(Stored entries)

- - - - -

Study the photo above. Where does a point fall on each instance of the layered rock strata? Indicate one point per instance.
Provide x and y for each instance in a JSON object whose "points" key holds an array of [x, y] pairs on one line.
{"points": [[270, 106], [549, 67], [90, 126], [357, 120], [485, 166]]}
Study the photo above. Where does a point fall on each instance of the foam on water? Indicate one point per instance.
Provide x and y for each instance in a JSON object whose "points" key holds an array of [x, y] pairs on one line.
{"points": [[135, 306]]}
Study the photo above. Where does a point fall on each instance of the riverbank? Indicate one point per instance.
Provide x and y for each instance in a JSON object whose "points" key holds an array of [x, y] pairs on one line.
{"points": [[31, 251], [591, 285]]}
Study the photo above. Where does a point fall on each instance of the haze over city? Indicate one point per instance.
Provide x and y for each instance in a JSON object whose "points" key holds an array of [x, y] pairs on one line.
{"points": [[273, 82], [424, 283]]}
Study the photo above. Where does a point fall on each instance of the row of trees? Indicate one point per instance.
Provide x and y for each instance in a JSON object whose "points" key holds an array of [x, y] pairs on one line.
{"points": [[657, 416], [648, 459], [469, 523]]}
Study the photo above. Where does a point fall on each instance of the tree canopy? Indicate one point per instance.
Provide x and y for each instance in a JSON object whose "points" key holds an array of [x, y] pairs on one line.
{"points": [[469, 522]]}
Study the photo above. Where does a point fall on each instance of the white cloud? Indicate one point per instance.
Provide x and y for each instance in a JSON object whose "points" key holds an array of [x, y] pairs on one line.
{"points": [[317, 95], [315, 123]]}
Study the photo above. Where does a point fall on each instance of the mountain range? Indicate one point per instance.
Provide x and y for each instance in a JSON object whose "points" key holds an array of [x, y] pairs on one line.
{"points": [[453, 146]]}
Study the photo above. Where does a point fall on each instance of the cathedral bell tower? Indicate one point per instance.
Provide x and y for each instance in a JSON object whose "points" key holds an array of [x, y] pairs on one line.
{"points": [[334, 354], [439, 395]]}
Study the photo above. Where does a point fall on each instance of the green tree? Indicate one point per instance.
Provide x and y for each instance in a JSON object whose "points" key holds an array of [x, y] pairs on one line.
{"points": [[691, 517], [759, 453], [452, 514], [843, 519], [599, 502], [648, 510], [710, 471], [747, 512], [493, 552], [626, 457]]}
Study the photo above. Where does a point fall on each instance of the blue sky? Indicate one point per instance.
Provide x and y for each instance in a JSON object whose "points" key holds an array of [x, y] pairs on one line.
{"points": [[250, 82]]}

- - - - -

**EXERCISE OBJECTIVE:** Reply with only the number of lines in the entries that hold the word "above".

**OUTPUT FOR THIS TASK:** 11